◆ WORK REQUIRED
Word for word, restate the line containing "of the branching" and all the lines that come after it in the entries below. Include nothing from before it.

[Point-per-instance localization data]
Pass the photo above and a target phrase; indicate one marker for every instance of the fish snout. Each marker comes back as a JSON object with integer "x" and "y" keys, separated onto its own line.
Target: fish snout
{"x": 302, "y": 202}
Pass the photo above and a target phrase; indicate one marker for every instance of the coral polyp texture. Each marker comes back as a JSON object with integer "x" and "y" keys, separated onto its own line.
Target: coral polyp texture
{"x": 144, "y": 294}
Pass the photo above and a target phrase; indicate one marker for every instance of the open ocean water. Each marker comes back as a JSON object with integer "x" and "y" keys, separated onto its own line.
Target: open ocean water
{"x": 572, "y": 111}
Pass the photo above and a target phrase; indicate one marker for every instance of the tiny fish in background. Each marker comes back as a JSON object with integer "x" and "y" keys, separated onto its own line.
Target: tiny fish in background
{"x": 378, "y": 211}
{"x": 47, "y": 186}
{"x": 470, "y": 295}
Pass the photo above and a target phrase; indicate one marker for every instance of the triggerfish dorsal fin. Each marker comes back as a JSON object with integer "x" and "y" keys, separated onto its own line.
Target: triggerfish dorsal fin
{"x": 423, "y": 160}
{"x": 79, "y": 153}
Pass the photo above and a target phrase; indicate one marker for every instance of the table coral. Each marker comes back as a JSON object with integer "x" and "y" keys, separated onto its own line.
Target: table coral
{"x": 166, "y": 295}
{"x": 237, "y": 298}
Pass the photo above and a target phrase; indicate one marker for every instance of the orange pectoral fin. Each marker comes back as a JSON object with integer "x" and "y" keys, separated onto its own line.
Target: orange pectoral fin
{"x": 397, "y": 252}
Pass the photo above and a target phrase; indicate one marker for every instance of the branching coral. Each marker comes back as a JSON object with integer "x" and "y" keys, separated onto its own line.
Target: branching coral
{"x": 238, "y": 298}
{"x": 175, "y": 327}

◆ WORKED SOLUTION
Pass the photo above and a target phrase; indicate one marker for every instance of the branching coral. Each marker comes back as a JSON object with integer "x" and "y" keys, separated onto its own line.
Target: branching coral
{"x": 238, "y": 298}
{"x": 175, "y": 327}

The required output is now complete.